— Task instructions —
1 – Answer these questions about the talk page comment on inclusion criteria:
(a) Besides an overly broad set of inclusion criteria, what problem does the comment say the article suffers from?
(b) Which war is named as an example of a specific war?
(c) On what date was the comment signed?
2 – Reproduce word for word the stretch of the talk page comment on inclusion criteria from "Establishing criteria for" through "June 2024 (UTC)".

>> start Document

Establishing criteria for sourcing and inclusion
[edit]This article, besides suffering from a serious lack of sources, also seems to have an inappropriately broad set of criteria for inclusion. I personally think that anyone not labeled prominently something like “peace activist” “peace advocate” etc. ought not be included. This includes people who are called anti-war activists (as that doesn’t imply peace advocacy), especially when it’s against a specific war (like the Vietnam war, for instance), since that does not imply a general activism for peace. @NSH001 @Llll5032 any thoughts? ꧁Zanahary꧂ (talk) 15:40, 10 June 2024 (UTC)

>> end Document
>> start Material

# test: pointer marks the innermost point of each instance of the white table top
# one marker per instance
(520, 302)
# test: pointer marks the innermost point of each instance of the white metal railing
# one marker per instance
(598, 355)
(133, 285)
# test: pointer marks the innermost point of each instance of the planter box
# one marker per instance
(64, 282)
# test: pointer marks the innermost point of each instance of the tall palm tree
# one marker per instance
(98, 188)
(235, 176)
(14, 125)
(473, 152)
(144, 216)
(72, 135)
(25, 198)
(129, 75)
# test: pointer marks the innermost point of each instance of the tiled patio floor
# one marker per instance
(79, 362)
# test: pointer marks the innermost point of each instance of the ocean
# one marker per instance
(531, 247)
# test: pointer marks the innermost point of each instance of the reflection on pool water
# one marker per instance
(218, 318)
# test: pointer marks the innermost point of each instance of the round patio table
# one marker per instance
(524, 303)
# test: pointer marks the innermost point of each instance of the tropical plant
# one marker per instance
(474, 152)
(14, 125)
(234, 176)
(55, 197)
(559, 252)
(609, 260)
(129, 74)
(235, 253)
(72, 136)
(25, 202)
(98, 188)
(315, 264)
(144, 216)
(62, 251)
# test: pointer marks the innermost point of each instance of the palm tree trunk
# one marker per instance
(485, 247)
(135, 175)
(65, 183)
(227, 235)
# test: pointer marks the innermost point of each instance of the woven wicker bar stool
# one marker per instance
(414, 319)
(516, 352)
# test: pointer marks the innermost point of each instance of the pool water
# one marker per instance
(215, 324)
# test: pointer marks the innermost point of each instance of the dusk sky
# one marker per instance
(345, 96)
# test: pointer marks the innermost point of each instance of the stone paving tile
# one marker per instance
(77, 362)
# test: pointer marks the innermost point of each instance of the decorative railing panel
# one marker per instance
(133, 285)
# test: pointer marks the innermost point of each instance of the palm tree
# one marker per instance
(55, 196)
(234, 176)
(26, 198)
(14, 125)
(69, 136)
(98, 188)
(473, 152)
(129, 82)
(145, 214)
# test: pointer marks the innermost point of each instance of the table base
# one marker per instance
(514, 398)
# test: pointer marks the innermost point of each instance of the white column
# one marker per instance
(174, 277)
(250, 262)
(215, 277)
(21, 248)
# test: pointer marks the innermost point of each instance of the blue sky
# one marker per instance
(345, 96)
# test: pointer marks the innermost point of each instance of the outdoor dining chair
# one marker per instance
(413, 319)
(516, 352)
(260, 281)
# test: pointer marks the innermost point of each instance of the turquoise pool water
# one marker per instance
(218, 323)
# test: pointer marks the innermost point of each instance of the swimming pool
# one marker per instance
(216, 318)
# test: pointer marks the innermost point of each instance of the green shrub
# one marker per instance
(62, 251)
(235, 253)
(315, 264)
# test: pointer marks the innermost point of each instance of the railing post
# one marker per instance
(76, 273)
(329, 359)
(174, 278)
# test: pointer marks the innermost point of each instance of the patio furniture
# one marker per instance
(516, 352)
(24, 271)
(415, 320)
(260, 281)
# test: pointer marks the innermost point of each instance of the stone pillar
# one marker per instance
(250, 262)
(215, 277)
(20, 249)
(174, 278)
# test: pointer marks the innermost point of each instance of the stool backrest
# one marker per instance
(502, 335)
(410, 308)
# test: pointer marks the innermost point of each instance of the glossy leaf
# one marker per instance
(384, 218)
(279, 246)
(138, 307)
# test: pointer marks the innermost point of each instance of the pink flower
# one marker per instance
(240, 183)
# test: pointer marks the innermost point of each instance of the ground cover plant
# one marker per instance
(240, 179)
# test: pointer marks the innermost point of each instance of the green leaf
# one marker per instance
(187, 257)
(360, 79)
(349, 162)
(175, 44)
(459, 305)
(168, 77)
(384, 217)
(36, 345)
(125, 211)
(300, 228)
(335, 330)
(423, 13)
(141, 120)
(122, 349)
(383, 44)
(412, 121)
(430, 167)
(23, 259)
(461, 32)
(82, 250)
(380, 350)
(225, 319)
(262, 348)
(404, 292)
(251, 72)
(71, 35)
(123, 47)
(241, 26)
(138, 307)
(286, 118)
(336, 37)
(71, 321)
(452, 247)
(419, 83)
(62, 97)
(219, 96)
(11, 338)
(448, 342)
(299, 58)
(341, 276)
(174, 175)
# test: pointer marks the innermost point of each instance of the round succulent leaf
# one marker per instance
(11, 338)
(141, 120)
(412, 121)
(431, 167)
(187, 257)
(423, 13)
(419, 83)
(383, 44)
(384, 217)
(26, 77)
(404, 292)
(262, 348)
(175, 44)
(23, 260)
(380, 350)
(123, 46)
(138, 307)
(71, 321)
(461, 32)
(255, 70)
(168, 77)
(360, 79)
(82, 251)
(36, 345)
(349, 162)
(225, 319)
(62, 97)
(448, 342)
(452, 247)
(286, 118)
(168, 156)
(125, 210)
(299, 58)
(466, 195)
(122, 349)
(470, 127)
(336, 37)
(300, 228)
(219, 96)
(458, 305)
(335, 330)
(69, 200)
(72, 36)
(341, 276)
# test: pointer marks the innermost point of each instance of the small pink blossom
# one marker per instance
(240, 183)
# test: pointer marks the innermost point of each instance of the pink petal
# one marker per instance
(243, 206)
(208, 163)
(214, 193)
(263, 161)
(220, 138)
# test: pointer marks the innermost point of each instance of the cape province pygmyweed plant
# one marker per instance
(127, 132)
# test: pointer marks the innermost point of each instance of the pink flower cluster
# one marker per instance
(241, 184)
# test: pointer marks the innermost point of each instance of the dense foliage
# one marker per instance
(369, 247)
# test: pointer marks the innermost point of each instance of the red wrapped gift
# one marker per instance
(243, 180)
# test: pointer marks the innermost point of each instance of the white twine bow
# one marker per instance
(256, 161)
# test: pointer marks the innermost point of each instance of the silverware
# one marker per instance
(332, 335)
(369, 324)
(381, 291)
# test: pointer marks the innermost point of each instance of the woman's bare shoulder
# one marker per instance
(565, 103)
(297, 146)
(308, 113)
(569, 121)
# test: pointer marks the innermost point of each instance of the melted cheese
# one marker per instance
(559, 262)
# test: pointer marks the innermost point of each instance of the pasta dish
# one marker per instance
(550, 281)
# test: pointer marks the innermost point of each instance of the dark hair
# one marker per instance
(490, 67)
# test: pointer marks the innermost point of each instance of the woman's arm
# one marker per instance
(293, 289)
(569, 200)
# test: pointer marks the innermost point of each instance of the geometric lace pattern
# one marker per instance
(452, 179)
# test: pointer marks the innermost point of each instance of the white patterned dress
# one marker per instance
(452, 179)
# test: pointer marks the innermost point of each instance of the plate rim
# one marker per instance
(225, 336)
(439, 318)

>> end Material

— Full answers —
1 –
(a) A serious lack of sources.
(b) The Vietnam war.
(c) 10 June 2024.

2 –
Establishing criteria for sourcing and inclusion
[edit]This article, besides suffering from a serious lack of sources, also seems to have an inappropriately broad set of criteria for inclusion. I personally think that anyone not labeled prominently something like “peace activist” “peace advocate” etc. ought not be included. This includes people who are called anti-war activists (as that doesn’t imply peace advocacy), especially when it’s against a specific war (like the Vietnam war, for instance), since that does not imply a general activism for peace. @NSH001 @Llll5032 any thoughts? ꧁Zanahary꧂ (talk) 15:40, 10 June 2024 (UTC)